== QUOTED PASSAGE ==
"""

On Behalf of | Apr 7, 2014 | Chapter 7 Bankruptcy

Many residents in Oregon suffered greatly in the recent housing downturn and economic recession. The break in the housing boom, unemployment and other factors led many people in the state to seek help for their financial challenges. Some people were able to find the debt relief they needed through consolidation plans and others opted to take advantage of the protection provided under either a Chapter 13 or a Chapter 7 bankruptcy.

A current candidate for the State House of Representative and her husband are among the people that chose a Chapter 7 when they were struggling with both debt and unemployment. Until 2007, the couple had been living in Arizona where they owned and operated a limousine service. The business declined along with the local economy and the family initiated a move to Oregon when her husband landed a job there. However, a layoff from that job after a short time only exacerbated circumstances and the overwhelming debt continued to mount.

"""

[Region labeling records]
"""

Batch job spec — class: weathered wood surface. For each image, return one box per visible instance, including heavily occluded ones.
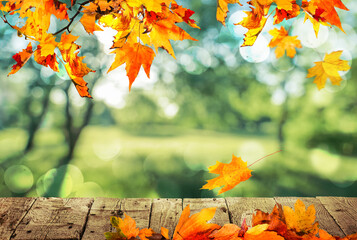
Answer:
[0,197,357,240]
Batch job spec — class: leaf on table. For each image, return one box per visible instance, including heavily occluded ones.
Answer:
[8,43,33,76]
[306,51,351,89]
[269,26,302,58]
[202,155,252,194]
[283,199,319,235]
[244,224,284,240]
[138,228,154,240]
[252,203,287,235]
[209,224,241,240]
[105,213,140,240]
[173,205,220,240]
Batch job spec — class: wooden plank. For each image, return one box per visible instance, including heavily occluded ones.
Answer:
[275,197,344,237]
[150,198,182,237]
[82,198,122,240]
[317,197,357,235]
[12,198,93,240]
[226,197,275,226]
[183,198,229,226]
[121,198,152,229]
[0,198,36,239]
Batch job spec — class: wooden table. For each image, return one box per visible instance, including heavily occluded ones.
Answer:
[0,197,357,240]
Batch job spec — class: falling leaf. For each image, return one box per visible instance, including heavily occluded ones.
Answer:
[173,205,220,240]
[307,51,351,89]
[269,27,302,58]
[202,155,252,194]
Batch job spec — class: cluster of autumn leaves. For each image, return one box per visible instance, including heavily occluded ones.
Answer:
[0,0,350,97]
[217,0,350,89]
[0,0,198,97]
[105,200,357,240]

"""
"""

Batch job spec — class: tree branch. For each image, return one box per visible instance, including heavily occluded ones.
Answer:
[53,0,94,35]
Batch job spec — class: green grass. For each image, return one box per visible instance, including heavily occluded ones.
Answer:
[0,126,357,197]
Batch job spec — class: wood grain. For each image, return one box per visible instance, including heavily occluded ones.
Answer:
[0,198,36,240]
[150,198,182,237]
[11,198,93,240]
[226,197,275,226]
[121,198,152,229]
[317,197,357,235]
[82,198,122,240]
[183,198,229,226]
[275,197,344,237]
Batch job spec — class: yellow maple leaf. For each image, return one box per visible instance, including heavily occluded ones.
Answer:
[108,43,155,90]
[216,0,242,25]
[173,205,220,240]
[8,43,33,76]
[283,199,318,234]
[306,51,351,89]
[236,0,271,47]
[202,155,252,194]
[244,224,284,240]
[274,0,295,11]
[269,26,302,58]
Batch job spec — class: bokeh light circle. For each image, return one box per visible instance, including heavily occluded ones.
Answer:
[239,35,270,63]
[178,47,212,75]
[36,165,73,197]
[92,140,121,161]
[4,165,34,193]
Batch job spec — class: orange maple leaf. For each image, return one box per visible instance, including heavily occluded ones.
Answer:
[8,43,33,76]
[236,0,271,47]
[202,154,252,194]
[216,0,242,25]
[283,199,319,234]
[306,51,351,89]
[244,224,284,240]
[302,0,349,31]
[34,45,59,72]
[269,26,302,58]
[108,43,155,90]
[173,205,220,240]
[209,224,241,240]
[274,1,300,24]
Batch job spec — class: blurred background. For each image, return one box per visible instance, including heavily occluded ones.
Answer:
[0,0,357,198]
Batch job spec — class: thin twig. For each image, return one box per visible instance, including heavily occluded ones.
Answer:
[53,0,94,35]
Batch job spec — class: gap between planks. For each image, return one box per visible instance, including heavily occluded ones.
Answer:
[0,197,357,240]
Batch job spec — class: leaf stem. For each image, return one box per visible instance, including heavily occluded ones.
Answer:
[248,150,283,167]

"""

== WHAT IS ASKED ==
Repeat part of the bankruptcy text word for word: begin at the words that has "A current candidate" and stop after "continued to mount.". The records stand apart from the text about the Oregon bankruptcy filings.

== RESULT ==
A current candidate for the State House of Representative and her husband are among the people that chose a Chapter 7 when they were struggling with both debt and unemployment. Until 2007, the couple had been living in Arizona where they owned and operated a limousine service. The business declined along with the local economy and the family initiated a move to Oregon when her husband landed a job there. However, a layoff from that job after a short time only exacerbated circumstances and the overwhelming debt continued to mount.